(Dataset entries)
- - - - - - -

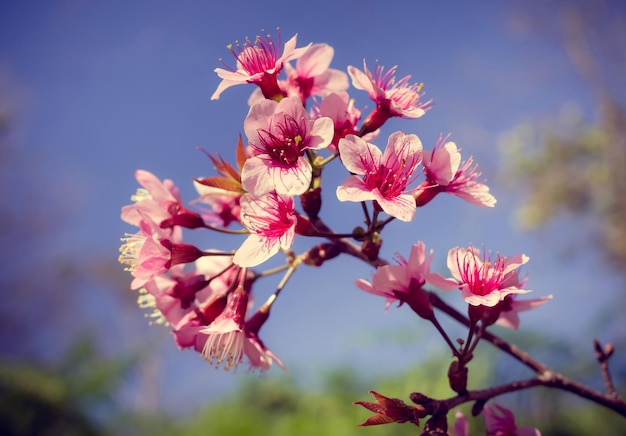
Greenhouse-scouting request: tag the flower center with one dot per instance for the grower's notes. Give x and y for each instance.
(257, 57)
(395, 174)
(482, 277)
(284, 143)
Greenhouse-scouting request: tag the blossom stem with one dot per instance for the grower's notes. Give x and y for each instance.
(445, 336)
(366, 214)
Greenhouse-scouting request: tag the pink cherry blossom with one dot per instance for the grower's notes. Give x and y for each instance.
(445, 173)
(271, 220)
(511, 306)
(385, 176)
(224, 208)
(402, 282)
(393, 98)
(227, 339)
(500, 421)
(340, 108)
(145, 252)
(279, 135)
(258, 62)
(483, 280)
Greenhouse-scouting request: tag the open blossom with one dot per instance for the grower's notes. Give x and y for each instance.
(160, 202)
(393, 98)
(258, 62)
(404, 282)
(386, 176)
(340, 108)
(511, 306)
(228, 340)
(312, 75)
(145, 252)
(279, 135)
(271, 220)
(445, 173)
(481, 279)
(500, 421)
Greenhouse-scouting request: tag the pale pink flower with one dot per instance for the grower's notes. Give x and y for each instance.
(145, 253)
(271, 220)
(279, 135)
(500, 421)
(461, 425)
(340, 108)
(445, 173)
(171, 296)
(511, 306)
(483, 280)
(385, 176)
(224, 208)
(258, 62)
(393, 98)
(403, 282)
(311, 76)
(227, 338)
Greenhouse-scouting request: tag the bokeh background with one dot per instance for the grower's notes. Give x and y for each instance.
(91, 91)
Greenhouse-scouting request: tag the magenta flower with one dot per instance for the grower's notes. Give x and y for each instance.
(258, 62)
(160, 202)
(385, 176)
(279, 135)
(445, 173)
(145, 252)
(483, 280)
(403, 282)
(312, 75)
(500, 421)
(340, 108)
(393, 98)
(271, 220)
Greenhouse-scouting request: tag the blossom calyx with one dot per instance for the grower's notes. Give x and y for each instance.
(390, 410)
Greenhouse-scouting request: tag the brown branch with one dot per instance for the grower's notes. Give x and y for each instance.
(548, 377)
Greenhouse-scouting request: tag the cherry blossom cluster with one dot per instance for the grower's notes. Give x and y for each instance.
(302, 122)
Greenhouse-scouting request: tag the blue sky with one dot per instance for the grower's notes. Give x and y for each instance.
(99, 89)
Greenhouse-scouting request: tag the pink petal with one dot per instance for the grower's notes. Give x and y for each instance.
(256, 176)
(402, 207)
(290, 181)
(357, 155)
(321, 133)
(315, 60)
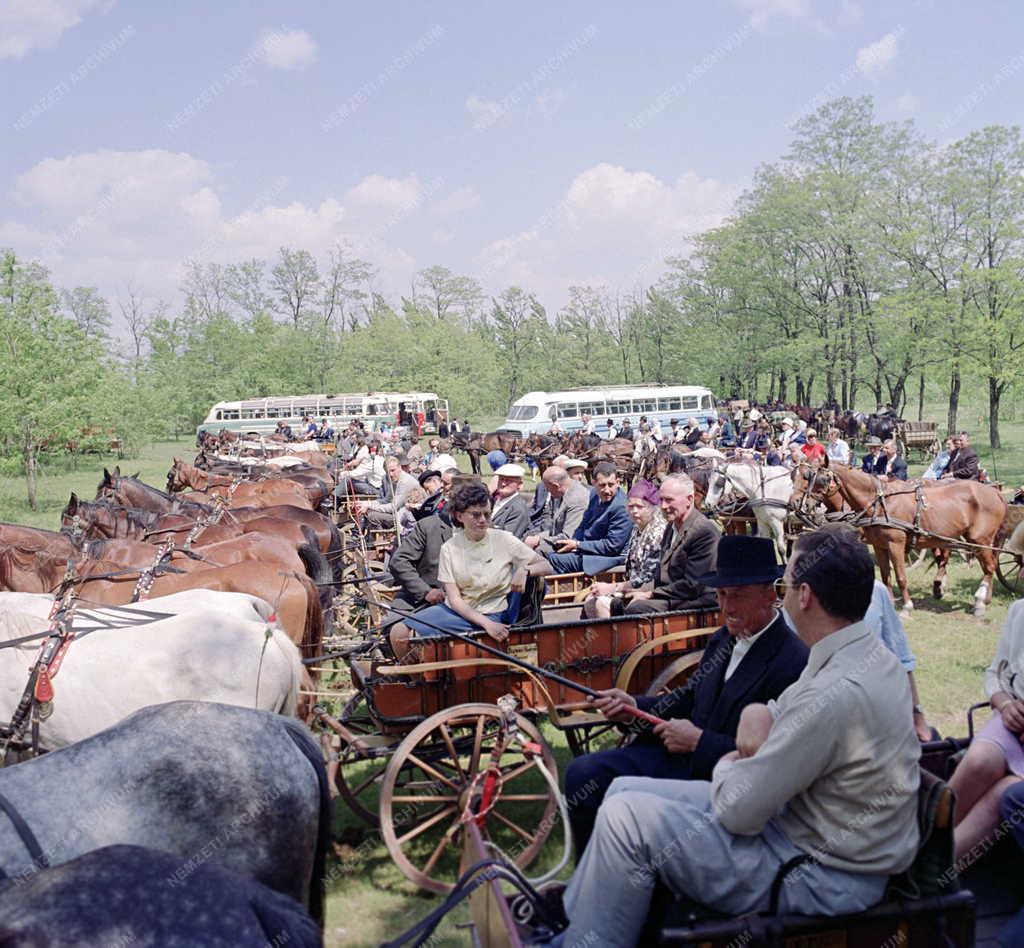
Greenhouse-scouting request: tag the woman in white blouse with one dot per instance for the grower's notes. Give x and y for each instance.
(995, 760)
(482, 570)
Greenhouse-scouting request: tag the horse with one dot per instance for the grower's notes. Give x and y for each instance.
(183, 476)
(72, 904)
(244, 493)
(896, 515)
(233, 660)
(210, 783)
(767, 488)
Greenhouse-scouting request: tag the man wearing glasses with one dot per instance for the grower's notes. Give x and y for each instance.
(753, 657)
(826, 775)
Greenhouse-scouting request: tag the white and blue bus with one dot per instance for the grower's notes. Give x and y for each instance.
(260, 416)
(535, 413)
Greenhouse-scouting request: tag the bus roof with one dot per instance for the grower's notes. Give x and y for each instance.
(603, 392)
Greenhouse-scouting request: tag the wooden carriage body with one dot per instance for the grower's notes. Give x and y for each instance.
(596, 653)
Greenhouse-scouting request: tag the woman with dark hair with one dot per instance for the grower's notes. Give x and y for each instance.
(482, 570)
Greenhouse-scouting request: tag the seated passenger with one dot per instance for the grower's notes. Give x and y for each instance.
(569, 502)
(687, 554)
(599, 543)
(829, 771)
(994, 762)
(482, 570)
(642, 555)
(753, 657)
(510, 511)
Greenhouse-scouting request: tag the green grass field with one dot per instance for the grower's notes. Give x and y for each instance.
(369, 899)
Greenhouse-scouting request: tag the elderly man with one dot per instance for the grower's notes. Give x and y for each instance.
(895, 467)
(572, 500)
(828, 772)
(837, 449)
(873, 462)
(753, 657)
(599, 543)
(510, 511)
(398, 485)
(963, 462)
(687, 554)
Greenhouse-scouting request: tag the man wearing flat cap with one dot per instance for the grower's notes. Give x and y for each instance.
(510, 511)
(875, 461)
(754, 657)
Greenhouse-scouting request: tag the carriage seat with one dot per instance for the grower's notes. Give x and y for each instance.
(925, 901)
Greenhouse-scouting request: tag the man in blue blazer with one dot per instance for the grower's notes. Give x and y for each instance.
(754, 657)
(600, 541)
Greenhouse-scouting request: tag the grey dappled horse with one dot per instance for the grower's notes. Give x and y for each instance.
(211, 783)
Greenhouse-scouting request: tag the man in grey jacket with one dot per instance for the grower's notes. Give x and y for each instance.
(397, 486)
(572, 499)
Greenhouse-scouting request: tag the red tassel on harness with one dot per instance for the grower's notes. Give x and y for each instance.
(44, 689)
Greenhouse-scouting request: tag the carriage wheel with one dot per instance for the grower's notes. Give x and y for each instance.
(427, 785)
(1010, 570)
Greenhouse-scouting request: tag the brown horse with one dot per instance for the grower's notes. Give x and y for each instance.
(896, 515)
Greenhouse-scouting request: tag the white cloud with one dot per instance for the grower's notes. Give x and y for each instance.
(878, 56)
(463, 199)
(479, 108)
(28, 25)
(612, 225)
(907, 102)
(109, 217)
(376, 190)
(288, 49)
(763, 10)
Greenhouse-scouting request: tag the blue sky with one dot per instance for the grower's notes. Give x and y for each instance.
(539, 144)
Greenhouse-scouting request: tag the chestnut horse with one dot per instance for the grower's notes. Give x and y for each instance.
(895, 515)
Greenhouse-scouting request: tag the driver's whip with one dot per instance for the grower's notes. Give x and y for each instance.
(519, 662)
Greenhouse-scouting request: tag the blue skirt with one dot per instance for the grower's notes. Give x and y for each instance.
(446, 618)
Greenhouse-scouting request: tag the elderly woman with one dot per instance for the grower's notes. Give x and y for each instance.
(995, 759)
(482, 571)
(642, 555)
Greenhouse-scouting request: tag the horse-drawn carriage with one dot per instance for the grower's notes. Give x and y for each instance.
(415, 740)
(922, 437)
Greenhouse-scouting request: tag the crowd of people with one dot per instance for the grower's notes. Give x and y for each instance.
(804, 704)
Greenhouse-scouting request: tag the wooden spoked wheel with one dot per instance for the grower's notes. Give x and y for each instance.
(433, 774)
(1010, 570)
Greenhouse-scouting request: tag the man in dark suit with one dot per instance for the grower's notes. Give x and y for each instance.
(688, 547)
(599, 543)
(754, 657)
(414, 564)
(963, 462)
(875, 461)
(895, 466)
(510, 511)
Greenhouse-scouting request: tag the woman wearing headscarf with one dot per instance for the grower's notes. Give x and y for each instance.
(642, 555)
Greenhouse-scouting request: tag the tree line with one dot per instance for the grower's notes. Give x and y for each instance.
(863, 267)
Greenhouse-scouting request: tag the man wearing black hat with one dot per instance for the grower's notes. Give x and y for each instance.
(754, 657)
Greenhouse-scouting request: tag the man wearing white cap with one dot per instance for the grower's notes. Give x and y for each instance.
(510, 511)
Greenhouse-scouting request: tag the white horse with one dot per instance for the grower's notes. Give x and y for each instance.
(123, 659)
(767, 488)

- - - - - - -

* WHAT IS NEEDED
The data above should be restated exactly, with its images dropped.

* TASK OUTPUT
Greenhouse-scouting request: tag the flower center with one dot per instance for the grower's notes. Give x and y for each instance.
(257, 57)
(395, 174)
(482, 277)
(284, 143)
Greenhouse-scouting request: tag the blossom stem with one dot per instance for the grower's notes. Give x and y for each instance.
(445, 336)
(366, 214)
Greenhouse-scouting request: tag the pink cherry blossom with one dot per instance for the grower's notes. Give x and y for each instance.
(445, 173)
(271, 220)
(511, 306)
(385, 176)
(224, 208)
(402, 282)
(393, 98)
(227, 339)
(500, 421)
(340, 108)
(145, 252)
(279, 135)
(258, 62)
(483, 280)
Greenhouse-scouting request: tag the open blossom with one dot per instance for the grower's notes. Give x and y for each instance.
(160, 202)
(393, 98)
(258, 62)
(404, 282)
(386, 176)
(340, 108)
(511, 306)
(228, 340)
(312, 75)
(145, 252)
(279, 135)
(271, 220)
(445, 173)
(481, 279)
(500, 421)
Greenhouse-scouting request: tag the pale pink flower with one dot per instance for the grower's notes. Give x and y for each instance.
(145, 253)
(271, 220)
(279, 135)
(500, 421)
(461, 425)
(340, 108)
(445, 173)
(171, 296)
(511, 306)
(483, 280)
(385, 176)
(224, 208)
(258, 62)
(393, 98)
(403, 282)
(311, 76)
(227, 338)
Greenhouse-scouting request: tag the bokeh background with one dot per instance for the grower's notes. Give x and y for each instance.
(91, 91)
Greenhouse-scouting request: tag the magenta flower with one dot per instance for the grower's notes. Give x and y for each instance.
(258, 62)
(160, 202)
(385, 176)
(279, 135)
(445, 173)
(145, 252)
(483, 280)
(403, 282)
(312, 75)
(500, 421)
(340, 108)
(393, 98)
(271, 220)
Greenhouse-scouting request: tag the blossom calyx with one dot per instance for the grower's notes. Give x and y for each instance.
(390, 410)
Greenhouse-scouting request: tag the brown branch with one dot per instance for the grower's notes. Give x and y for each instance.
(548, 377)
Greenhouse-scouting request: tag the cherry blossom cluster with one dot per instance for the grower's notes. Give x and y for each instance.
(302, 122)
Greenhouse-scouting request: tag the blue sky with one dot per instance for the grower's notes. Give x and y for each instance.
(99, 89)
Greenhouse-scouting request: tag the pink petal with one dot per instance for the grower's notes. Give x and y for each instance.
(256, 176)
(402, 207)
(290, 181)
(357, 155)
(321, 133)
(315, 60)
Greenhouse-scouting request: tag the woman in white blouse with one dot per instance for the grower's notes. Give x and y for each instance.
(995, 760)
(482, 570)
Greenhouse-scouting request: tag the horse with one dot per instance for the grower's notes. Give x and y for each instance.
(183, 476)
(72, 904)
(244, 493)
(896, 515)
(233, 660)
(210, 783)
(767, 488)
Greenhouse-scouting request: tag the man wearing glasses with one dot per instance for the grower's notes. Give x and y for each instance.
(753, 657)
(826, 775)
Greenhouse-scouting request: tag the white and blue bus with one dot per instance for the grower's notes. Give x and y for each instance.
(260, 416)
(535, 413)
Greenhouse-scouting request: tag the bus roof with one dot per instance for the grower's notes. Give x and y for each instance.
(603, 392)
Greenhouse-scouting request: tag the wooden carriage body with one dot per instance for the grower's notes. Give x and y for each instance.
(596, 653)
Greenhouse-scouting request: tag the woman with dark hair with one dot per instance for the grower's notes. Give x and y for each instance.
(482, 570)
Greenhouse-scouting request: tag the seated passenger with one dot per instance for the grower's notes. Give x and y for each instance.
(569, 502)
(687, 554)
(599, 543)
(829, 771)
(994, 762)
(482, 570)
(642, 555)
(753, 657)
(510, 511)
Greenhouse-scouting request: tag the green grass field with one dot per instance for the grower's notes. Give x and y for each instance.
(369, 899)
Greenhouse-scouting request: tag the elderly man with one dot per instance for the grower's notes. Give x and y for each instance.
(895, 467)
(572, 500)
(828, 772)
(837, 449)
(873, 462)
(753, 657)
(599, 543)
(510, 511)
(398, 485)
(963, 462)
(687, 554)
Greenhouse-scouting request: tag the man wearing flat cap with one dot per instance for the grower's notes. Give x and y for each instance.
(510, 511)
(875, 461)
(754, 657)
Greenhouse-scouting request: tag the carriage seat with one dot per instance for the grower's notes. Give x and y for each instance.
(925, 901)
Greenhouse-scouting request: tag the man in blue blazer with one dot per instance for the grower's notes. Give x and y for each instance.
(754, 657)
(600, 541)
Greenhouse-scouting request: tag the grey dappled horse with one dot per instance for the grower's notes. Give x and y for each instance.
(211, 783)
Greenhouse-scouting request: tag the man in grey jacket with one dot per instance for the grower's notes. Give x and y for each instance.
(397, 486)
(572, 499)
Greenhouse-scouting request: tag the red tassel on harness with one dot per instance for the grower's notes. Give x and y for each instance.
(44, 689)
Greenhouse-scouting request: tag the carriage wheel with one dot per instance for the grower's notes. Give x and y for each instance.
(427, 785)
(1010, 570)
Greenhouse-scouting request: tag the brown horse with one dot per instance for the grower's notes. Give x and y for each instance.
(896, 515)
Greenhouse-scouting request: tag the white cloud with one dot per instance for the grower's notes. Give x and y for each instance.
(878, 56)
(463, 199)
(479, 108)
(28, 25)
(612, 225)
(907, 102)
(109, 217)
(376, 190)
(288, 49)
(763, 10)
Greenhouse-scouting request: tag the blue sky with one dot per instance for the grower's notes. Give x and y for each instance.
(539, 144)
Greenhouse-scouting request: tag the chestnut horse with one dot per instance for the grower's notes. Give x and y for each instance.
(895, 515)
Greenhouse-scouting request: tag the driver's whip with one dot per instance for the grower's notes. Give x and y for each instance.
(519, 662)
Greenhouse-scouting request: tag the blue skirt with one dot per instance for the grower's notes. Give x and y for each instance.
(446, 618)
Greenhouse-scouting request: tag the elderly woman with one dot per instance for the grower's notes. Give x and y for each instance.
(995, 759)
(482, 571)
(642, 555)
Greenhouse-scouting request: tag the horse-drawn carriage with one dot per instance for the grower's notes. Give x and y for each instance.
(415, 740)
(922, 437)
Greenhouse-scouting request: tag the crowd of people with one dot per instance for the grower's notes. Give x and y for each instance.
(804, 704)
Greenhouse-scouting request: tag the wooden spoked wheel with one dot per instance for the grower's notes. Give x and y for each instance.
(433, 774)
(1010, 570)
Greenhouse-scouting request: tag the man in dark suit with one dot per instance for the grower's notes. Give x and y for each instance.
(688, 547)
(599, 543)
(754, 657)
(414, 564)
(963, 462)
(875, 461)
(895, 466)
(510, 511)
Greenhouse-scouting request: tag the woman wearing headscarf with one dot per instance for the grower's notes. Give x and y for each instance.
(642, 555)
Greenhouse-scouting request: tag the tree line with one dot per instance for the grower's notes. Give x and y for each instance.
(863, 267)
Greenhouse-scouting request: tag the man wearing black hat with one dot per instance for the grower's notes. Give x and y for each instance.
(754, 657)
Greenhouse-scouting request: tag the man wearing white cap with one dot per instance for the grower's notes. Give x and y for each instance.
(510, 511)
Greenhouse-scouting request: tag the white horse with one dot per instance for the grower's notes. Give x and y for each instance.
(123, 659)
(767, 488)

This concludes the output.